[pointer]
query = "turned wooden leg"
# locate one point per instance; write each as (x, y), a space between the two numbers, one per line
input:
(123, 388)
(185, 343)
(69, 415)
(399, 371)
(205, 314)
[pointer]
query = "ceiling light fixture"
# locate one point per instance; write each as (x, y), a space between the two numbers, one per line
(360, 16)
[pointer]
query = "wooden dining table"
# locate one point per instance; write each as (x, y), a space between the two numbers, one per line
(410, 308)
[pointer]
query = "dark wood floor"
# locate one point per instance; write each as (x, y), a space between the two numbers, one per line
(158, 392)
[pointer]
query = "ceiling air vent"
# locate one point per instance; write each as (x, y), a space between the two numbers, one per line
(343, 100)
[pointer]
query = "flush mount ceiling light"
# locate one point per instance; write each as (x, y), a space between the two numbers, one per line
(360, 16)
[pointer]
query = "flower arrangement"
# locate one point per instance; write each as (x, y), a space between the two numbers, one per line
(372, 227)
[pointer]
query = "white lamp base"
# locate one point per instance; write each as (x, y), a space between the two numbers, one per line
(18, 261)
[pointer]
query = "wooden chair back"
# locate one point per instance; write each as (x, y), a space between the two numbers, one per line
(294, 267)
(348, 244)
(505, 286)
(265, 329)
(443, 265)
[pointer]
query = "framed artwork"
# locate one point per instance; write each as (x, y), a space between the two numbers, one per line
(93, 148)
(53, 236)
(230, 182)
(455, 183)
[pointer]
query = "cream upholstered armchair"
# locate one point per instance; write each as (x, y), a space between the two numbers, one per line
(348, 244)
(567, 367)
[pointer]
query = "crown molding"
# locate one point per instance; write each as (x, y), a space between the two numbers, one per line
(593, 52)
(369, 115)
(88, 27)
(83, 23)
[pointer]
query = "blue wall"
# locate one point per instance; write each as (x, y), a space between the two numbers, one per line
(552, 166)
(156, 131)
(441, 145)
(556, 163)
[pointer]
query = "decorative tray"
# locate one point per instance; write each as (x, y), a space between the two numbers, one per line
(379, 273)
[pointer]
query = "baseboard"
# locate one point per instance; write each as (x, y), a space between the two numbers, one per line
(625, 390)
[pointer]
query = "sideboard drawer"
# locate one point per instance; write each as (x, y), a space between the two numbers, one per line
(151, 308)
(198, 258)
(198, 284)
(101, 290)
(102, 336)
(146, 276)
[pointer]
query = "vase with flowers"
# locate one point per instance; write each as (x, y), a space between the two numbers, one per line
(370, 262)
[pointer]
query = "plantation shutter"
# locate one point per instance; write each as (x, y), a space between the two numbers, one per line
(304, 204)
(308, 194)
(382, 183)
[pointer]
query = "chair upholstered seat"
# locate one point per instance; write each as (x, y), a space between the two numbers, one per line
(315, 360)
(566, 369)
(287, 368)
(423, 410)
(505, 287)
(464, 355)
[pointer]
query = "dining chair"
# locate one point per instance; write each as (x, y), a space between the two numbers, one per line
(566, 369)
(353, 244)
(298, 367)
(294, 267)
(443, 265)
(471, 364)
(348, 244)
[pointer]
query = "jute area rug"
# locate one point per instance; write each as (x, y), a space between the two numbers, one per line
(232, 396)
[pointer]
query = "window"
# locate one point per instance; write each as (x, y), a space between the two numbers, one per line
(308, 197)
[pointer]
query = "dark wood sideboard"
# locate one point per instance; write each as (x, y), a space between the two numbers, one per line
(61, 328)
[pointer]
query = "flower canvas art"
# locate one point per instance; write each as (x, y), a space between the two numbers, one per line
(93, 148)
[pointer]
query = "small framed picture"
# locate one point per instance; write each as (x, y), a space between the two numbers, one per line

:: REQUIREMENT ::
Write out all of the records above exactly as they appear.

:: RESPONSE ::
[pointer]
query = "turned wooden leg"
# locate one point per instance; write each as (x, y), a space between the two numbers, one per line
input:
(123, 388)
(185, 343)
(69, 415)
(399, 371)
(205, 314)
[pointer]
query = "ceiling light fixture"
# locate one point per instance; write each as (x, y), a space between the two numbers, one per line
(360, 16)
[pointer]
query = "wooden dining table"
# locate one point per instance; write each as (x, y), a space between the two numbers, one per line
(410, 308)
[pointer]
query = "dark wood floor"
# locate one point per instance; write each as (x, y), a space between the two numbers, one per line
(158, 392)
[pointer]
query = "ceiling air vent"
# locate one point per instance; write each as (x, y), a space between the two numbers, one per line
(343, 100)
[pointer]
query = "flush mount ceiling light"
# locate one point per instance; write each as (x, y), a space between the two numbers, one per line
(360, 16)
[pointer]
query = "flower arrangement"
# locate one point per instance; write each as (x, y), a space between the two numbers, one per line
(372, 227)
[pointer]
query = "white lamp base"
# locate one point per instance; write each as (x, y), a space between the two numbers, one per line
(18, 261)
[pointer]
query = "wooden chair back"
# locate one point per instance; write each as (x, y), a space between the two numbers, one per line
(294, 267)
(348, 244)
(505, 286)
(265, 329)
(443, 265)
[pointer]
query = "framed artwork"
# locate one point per instance; write each as (x, y), a space between the two numbers, one per line
(93, 148)
(53, 236)
(230, 182)
(455, 183)
[pointer]
query = "cream upholstered armchair"
# locate one point per instance; write each as (x, y), a space between the two numbers, one per line
(348, 244)
(567, 367)
[pointer]
query = "crown molding"
# locate one point per instance; write each as (x, y), a space between the two numbers, one per line
(593, 52)
(369, 115)
(88, 27)
(83, 23)
[pointer]
query = "blue wall"
# locate one point per instance; write each as (x, y), a space between the two numbers, one per line
(552, 166)
(156, 131)
(441, 145)
(556, 163)
[pointer]
query = "decorative tray"
# locate one point per instance; write each as (x, y), a space between the two numbers, one per line
(379, 273)
[pointer]
query = "baseboard"
# locate one point per instance; write each as (x, y), a space between the two numbers, one per line
(625, 390)
[pointer]
query = "sideboard drawer"
# locate one point per instance; write each as (x, y), a space between the two numbers, one per line
(151, 308)
(198, 258)
(198, 284)
(101, 290)
(102, 336)
(146, 276)
[pointer]
query = "vase with flowers"
# locate one point per instance; write each as (x, y), a space between the two numbers, one per line
(370, 262)
[pointer]
query = "plantation shutter"
# locate one point per instance; write each as (x, y), a space between the two numbers, one per line
(304, 204)
(308, 194)
(382, 183)
[pointer]
query = "chair upholstered seat"
# locate one point per instance; write each as (x, y), a space between the two numbers, one per line
(315, 360)
(566, 369)
(287, 368)
(423, 410)
(505, 287)
(464, 355)
[pointer]
query = "dining chair"
# locate one point per instance; write each as (x, y), a space between the two numbers, one per line
(566, 369)
(353, 244)
(298, 367)
(294, 267)
(443, 265)
(471, 364)
(348, 244)
[pointer]
query = "jute area rug"
# locate one point per instance; write each as (x, y), a space between the two numbers, one per line
(232, 396)
[pointer]
query = "window"
# locate one point per instance; write each as (x, y), a space between the two numbers, one per line
(308, 197)
[pointer]
query = "dark wood sideboard"
# locate one point per instance; write each as (x, y), a space between the two numbers, one per line
(61, 328)
[pointer]
query = "flower canvas art"
# locate one point per instance; write each as (x, y), a space between the two numbers, one per line
(93, 148)
[pointer]
query = "small framed picture"
# locate one point per instance; write each as (x, y), a space between the two numbers, one per line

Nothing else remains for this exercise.